◆ GOAL OF THE EXERCISE
Reproduce the data starting at the line containing "pixel 458 391." and ending at the line containing "pixel 263 339", with "metal pole" changed to "steel pole" and nothing else altered.

[Entries from a point annotation set]
● ● ●

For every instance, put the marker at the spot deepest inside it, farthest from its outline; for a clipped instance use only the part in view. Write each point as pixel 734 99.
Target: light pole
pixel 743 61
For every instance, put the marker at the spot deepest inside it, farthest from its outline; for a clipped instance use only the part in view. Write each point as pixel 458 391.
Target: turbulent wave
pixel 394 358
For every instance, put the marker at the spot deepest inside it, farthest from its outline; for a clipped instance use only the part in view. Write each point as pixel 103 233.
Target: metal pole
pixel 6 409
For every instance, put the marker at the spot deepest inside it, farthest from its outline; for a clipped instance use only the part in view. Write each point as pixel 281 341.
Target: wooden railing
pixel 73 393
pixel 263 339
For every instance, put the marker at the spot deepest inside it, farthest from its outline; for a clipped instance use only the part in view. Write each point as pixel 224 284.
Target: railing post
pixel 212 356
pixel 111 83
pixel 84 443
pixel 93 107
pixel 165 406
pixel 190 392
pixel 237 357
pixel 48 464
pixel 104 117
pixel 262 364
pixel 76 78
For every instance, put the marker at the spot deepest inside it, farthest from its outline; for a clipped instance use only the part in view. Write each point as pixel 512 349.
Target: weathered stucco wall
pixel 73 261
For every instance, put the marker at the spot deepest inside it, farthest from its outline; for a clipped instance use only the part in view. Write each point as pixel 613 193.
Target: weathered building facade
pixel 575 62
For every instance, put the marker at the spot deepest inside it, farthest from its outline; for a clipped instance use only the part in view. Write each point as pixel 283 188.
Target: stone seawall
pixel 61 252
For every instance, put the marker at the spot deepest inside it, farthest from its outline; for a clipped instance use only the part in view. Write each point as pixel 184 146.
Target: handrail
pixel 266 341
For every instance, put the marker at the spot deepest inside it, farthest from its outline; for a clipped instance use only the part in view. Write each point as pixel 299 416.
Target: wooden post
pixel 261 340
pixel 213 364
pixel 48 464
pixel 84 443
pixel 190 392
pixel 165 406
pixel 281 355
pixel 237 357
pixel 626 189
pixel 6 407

● ● ●

◆ EXERCISE RESULT
For every instance, put the marker at the spot deepest inside it, farthest from its outline; for a clipped instance use only the part in view. Write each point as pixel 458 391.
Target: turbulent wave
pixel 394 358
For every instance, put the marker at the spot deepest inside it, farthest from its outline; for a clipped instance use only the part in view. Write each point as pixel 103 233.
Target: steel pole
pixel 6 409
For every instance, put the marker at the spot deepest inside it, farthest from its outline; for a clipped instance use only the part in view. Write each point as pixel 281 341.
Target: wooden railing
pixel 73 393
pixel 263 339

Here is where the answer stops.